> [TASK DIRECTIONS]
Give back exactly the lines from the one holding "Target: green blouse" to the last line of the entries, both included, and nothing more.

Records from a collection
====

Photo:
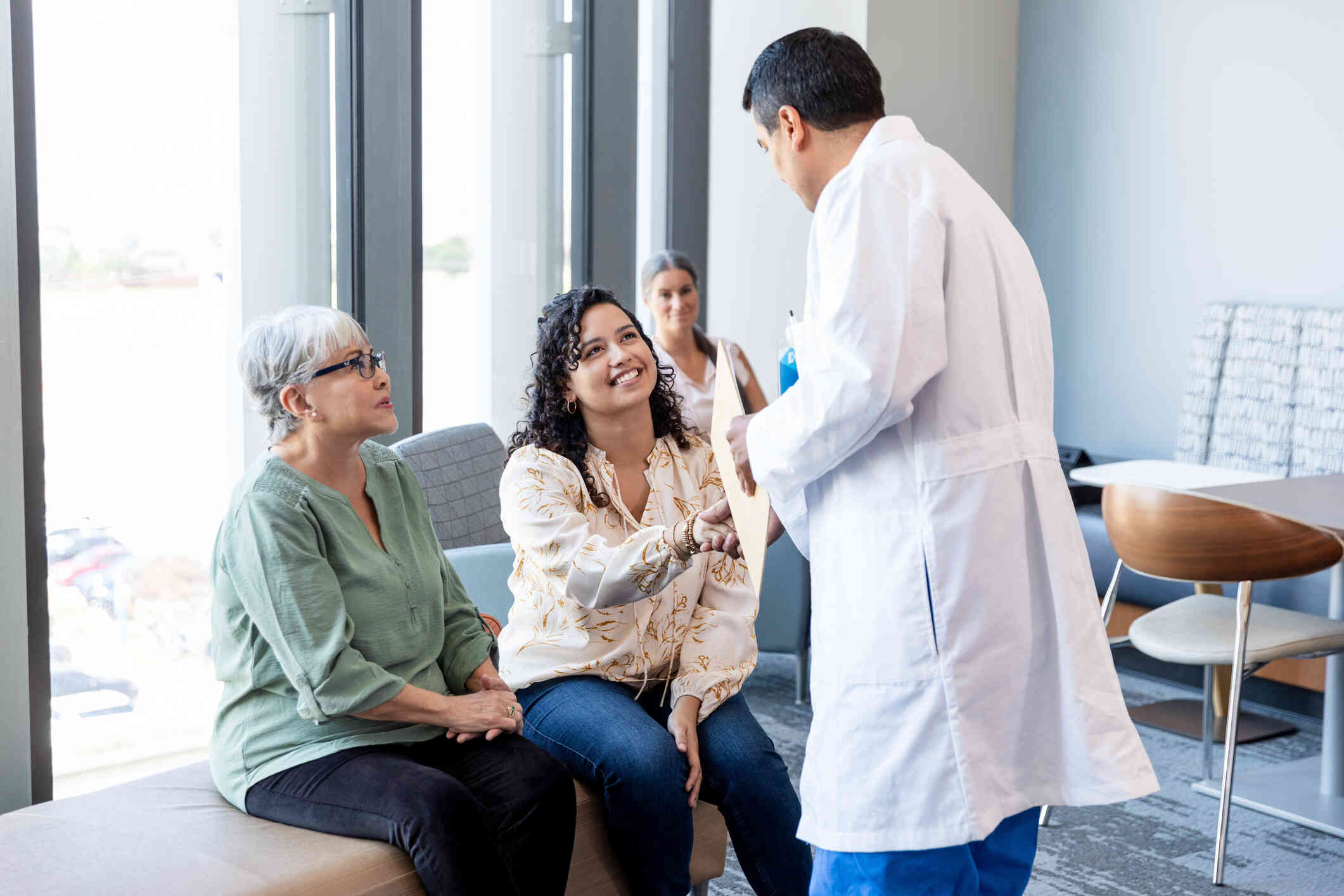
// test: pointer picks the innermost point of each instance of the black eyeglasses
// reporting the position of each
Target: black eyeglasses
(366, 363)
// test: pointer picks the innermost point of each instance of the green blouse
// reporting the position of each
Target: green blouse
(312, 621)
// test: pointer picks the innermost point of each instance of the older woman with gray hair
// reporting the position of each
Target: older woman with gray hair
(672, 293)
(361, 693)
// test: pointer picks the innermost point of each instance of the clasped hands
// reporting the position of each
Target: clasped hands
(490, 707)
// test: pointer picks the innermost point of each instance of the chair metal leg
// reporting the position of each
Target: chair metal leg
(1108, 603)
(804, 665)
(1234, 704)
(1208, 723)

====

> [RESULT FOR THIS EXERCISE]
Target: green blouse
(312, 621)
// test: pointer picks the innermost point of each instance of the older woman with gray hair
// reporting the position of each
Target: older woman with gray hair
(672, 293)
(361, 693)
// test: pointer picks the innermost point of each instance of the clasped hands
// reporting the position of each
Target: clasped hands
(490, 707)
// test: pointer picks the innermost point of each instance of the chair metal leg
// reporting the position of each
Target: chair metal leg
(1108, 603)
(804, 665)
(1234, 704)
(1208, 723)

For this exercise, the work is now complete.